All of the data below should be written out exactly.

>> Start Records for this task

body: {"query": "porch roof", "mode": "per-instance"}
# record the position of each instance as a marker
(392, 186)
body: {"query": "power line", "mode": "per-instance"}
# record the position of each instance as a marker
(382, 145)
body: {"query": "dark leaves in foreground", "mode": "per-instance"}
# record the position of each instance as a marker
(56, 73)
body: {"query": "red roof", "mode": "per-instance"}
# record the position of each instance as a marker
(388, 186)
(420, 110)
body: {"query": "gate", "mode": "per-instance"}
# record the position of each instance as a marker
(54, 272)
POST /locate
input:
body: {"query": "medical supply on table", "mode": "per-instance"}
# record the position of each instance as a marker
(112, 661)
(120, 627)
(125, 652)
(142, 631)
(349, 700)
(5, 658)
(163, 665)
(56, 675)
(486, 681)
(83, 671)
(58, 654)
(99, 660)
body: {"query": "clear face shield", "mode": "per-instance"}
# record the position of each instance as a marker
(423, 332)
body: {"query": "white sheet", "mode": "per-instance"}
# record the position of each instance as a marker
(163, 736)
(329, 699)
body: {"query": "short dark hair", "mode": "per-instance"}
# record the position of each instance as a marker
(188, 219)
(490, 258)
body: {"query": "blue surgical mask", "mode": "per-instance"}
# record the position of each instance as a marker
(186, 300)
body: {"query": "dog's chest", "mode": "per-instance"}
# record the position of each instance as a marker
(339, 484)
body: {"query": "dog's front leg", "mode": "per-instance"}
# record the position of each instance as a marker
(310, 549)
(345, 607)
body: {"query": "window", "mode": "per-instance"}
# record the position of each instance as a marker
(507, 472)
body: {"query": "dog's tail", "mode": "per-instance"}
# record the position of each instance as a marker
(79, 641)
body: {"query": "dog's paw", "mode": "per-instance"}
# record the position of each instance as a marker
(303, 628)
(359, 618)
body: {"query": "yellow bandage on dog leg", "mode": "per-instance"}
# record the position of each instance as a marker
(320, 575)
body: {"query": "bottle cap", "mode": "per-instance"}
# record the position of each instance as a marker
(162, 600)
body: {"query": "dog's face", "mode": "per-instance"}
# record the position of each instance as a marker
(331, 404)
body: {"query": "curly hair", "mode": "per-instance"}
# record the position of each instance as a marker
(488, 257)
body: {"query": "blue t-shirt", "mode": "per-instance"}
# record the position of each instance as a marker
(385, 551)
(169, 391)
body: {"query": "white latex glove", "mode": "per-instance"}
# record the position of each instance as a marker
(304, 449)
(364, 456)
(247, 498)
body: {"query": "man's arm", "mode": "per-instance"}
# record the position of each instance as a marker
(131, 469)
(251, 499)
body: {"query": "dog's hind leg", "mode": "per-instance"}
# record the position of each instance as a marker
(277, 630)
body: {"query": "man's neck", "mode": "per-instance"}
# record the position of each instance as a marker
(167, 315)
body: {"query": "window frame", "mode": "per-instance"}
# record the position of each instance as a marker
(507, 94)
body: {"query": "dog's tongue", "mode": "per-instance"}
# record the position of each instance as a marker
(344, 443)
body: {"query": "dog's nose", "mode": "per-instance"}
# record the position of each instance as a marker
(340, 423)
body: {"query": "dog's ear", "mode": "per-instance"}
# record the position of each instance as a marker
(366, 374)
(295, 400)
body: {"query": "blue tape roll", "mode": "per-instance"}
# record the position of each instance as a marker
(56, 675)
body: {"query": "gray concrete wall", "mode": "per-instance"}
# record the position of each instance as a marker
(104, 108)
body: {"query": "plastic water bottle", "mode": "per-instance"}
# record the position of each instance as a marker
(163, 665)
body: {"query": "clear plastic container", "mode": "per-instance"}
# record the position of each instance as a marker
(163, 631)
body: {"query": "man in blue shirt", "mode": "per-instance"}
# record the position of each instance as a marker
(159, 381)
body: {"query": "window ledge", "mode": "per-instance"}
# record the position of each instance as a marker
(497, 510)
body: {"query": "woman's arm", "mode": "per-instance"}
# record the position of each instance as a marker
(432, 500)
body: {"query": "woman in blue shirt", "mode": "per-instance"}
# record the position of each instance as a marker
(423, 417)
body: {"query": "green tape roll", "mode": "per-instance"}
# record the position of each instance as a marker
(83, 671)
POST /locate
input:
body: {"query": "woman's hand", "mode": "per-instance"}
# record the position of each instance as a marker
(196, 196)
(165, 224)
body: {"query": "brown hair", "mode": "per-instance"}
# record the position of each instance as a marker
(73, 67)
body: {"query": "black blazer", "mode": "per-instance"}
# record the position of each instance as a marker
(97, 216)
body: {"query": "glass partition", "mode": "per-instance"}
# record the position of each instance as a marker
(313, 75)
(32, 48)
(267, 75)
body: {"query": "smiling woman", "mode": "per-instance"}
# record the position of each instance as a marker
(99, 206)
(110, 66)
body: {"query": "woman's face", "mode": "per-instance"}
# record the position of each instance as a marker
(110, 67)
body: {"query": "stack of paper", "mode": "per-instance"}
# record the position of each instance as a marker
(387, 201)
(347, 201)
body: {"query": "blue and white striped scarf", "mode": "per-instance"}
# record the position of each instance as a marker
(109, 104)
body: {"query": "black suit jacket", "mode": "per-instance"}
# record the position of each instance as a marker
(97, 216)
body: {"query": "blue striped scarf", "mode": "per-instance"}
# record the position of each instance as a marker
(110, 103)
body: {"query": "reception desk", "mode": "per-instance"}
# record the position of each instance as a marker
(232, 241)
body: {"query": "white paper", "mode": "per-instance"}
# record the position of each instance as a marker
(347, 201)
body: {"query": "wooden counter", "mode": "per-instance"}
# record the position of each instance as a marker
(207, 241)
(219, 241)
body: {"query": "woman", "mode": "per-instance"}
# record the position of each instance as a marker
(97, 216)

>> End Records for this task

» **Exercise result**:
body: {"query": "porch roof", "mode": "per-instance"}
# record the position of each instance as a marker
(392, 186)
body: {"query": "power line", "mode": "per-instance"}
# record the position of each instance as a marker
(382, 145)
body: {"query": "dark leaves in foreground", "mode": "per-instance"}
# record the position of each instance as a marker
(56, 73)
body: {"query": "red roof", "mode": "per-instance"}
# record the position of each instance as a marker
(388, 186)
(420, 110)
body: {"query": "gate", "mode": "per-instance"}
# record the position of each instance as a marker
(54, 272)
POST /locate
input:
body: {"query": "medical supply on table", "mode": "per-instance"}
# record the position of each instance as a marker
(112, 661)
(120, 627)
(125, 652)
(142, 631)
(349, 700)
(5, 658)
(163, 665)
(56, 675)
(486, 681)
(83, 671)
(58, 654)
(99, 660)
body: {"query": "clear face shield", "mode": "per-instance"}
# record the position of each instance as a marker
(423, 332)
body: {"query": "white sheet", "mode": "per-instance"}
# record the position of each instance as a marker
(163, 736)
(329, 699)
body: {"query": "short dark hair", "mode": "per-instance"}
# record the position of each instance as a marker
(188, 219)
(490, 258)
body: {"query": "blue surgical mask", "mode": "per-instance"}
# record the position of each instance as a marker
(186, 300)
body: {"query": "dog's chest", "mode": "per-instance"}
# record the position of each instance as a marker
(339, 484)
body: {"query": "dog's front leg", "mode": "per-instance"}
# record the position of each instance as a marker
(310, 549)
(345, 607)
body: {"query": "window", "mode": "per-instance"}
# record the position of each instance as a marker
(507, 472)
body: {"query": "dog's tail", "mode": "per-instance"}
# record the position of each instance as a marker
(79, 641)
body: {"query": "dog's paw", "mode": "per-instance"}
# record the position of each instance as a marker
(303, 628)
(359, 618)
body: {"query": "yellow bandage on dog leg", "mode": "per-instance"}
# record the position of each instance as a marker
(320, 575)
body: {"query": "bottle cap", "mode": "per-instance"}
# record the position of each instance as a marker
(162, 600)
body: {"query": "dog's face", "mode": "per-instance"}
# record the position of each instance as a marker
(331, 404)
body: {"query": "curly hair", "mode": "per-instance"}
# record the position of each instance as a marker
(488, 257)
body: {"query": "blue t-shirt", "mode": "per-instance"}
# record the position of each instance as a marker
(385, 551)
(169, 391)
body: {"query": "white latex glove", "mode": "per-instance"}
# record the position of each instance as a marker
(304, 449)
(364, 456)
(247, 498)
body: {"query": "man's arm", "mode": "per-instance"}
# record the position of each instance as a marker
(131, 469)
(251, 499)
body: {"query": "dog's hind leg", "mode": "per-instance"}
# record the position of each instance as a marker
(277, 630)
body: {"query": "man's neck", "mode": "per-instance"}
# record the position of each instance as a marker
(167, 315)
body: {"query": "window frame", "mode": "per-instance"}
# record the position of each instance as a marker
(507, 94)
body: {"query": "dog's tongue", "mode": "per-instance"}
# record the position of each instance as a marker
(344, 443)
body: {"query": "dog's nose", "mode": "per-instance"}
# record the position of each instance as a marker
(340, 423)
body: {"query": "dog's ear", "mode": "per-instance"}
# record the position of each instance as a marker
(366, 374)
(295, 400)
body: {"query": "blue tape roll", "mode": "per-instance"}
# record the position of each instance as a marker
(56, 675)
body: {"query": "gray concrete wall", "mode": "per-instance"}
# record the position of each instance as a marker
(104, 108)
body: {"query": "plastic water bottle", "mode": "per-instance"}
# record the position of each instance as a marker
(163, 665)
body: {"query": "clear plastic container", "mode": "per-instance"}
# record the position of each instance as a marker
(163, 631)
body: {"query": "man in blue shirt", "mode": "per-instance"}
# record the position of each instance as a marker
(159, 381)
body: {"query": "window ledge", "mode": "per-instance"}
# record the position of each instance as a marker
(497, 510)
body: {"query": "woman's arm", "mode": "per-instance"}
# record the position of each instance as a marker
(432, 500)
body: {"query": "woman in blue shirt", "mode": "per-instance"}
# record the position of each instance as a marker
(423, 417)
body: {"query": "green tape roll", "mode": "per-instance"}
# record the position of each instance as a marker
(83, 671)
POST /locate
input:
body: {"query": "woman's hand", "mode": "per-instance"}
# record the position of each instance as a marker
(196, 196)
(165, 224)
body: {"query": "brown hair", "mode": "per-instance"}
# record the position of each instance as a marker
(73, 67)
body: {"query": "black blazer", "mode": "per-instance"}
# record the position of each instance as a marker
(97, 216)
body: {"query": "glass partition", "mode": "per-instance"}
# record the position of each instance as a marker
(313, 75)
(32, 48)
(267, 75)
body: {"query": "smiling woman", "mode": "per-instance"}
# record the position of each instance as a marker
(99, 206)
(110, 66)
body: {"query": "woman's face", "mode": "per-instance"}
# record the position of each instance as a marker
(110, 67)
body: {"query": "stack of paper", "mode": "per-instance"}
# record the position of each instance as a marker
(387, 201)
(347, 201)
body: {"query": "blue and white striped scarf", "mode": "per-instance"}
# record the position of each instance as a marker
(109, 104)
body: {"query": "black suit jacket", "mode": "per-instance"}
# record the position of each instance as a marker
(97, 216)
body: {"query": "blue striped scarf", "mode": "per-instance"}
# record the position of each instance as a marker
(110, 103)
body: {"query": "reception desk", "mode": "per-instance"}
# record the position of each instance as a marker
(232, 241)
body: {"query": "white paper", "mode": "per-instance"}
# record the position of each instance as a marker
(347, 201)
body: {"query": "wooden counter", "mode": "per-instance"}
# record the position of each instance as a marker
(207, 241)
(219, 241)
body: {"query": "woman", "mode": "per-instance"}
# record the position of each instance as a marker
(97, 216)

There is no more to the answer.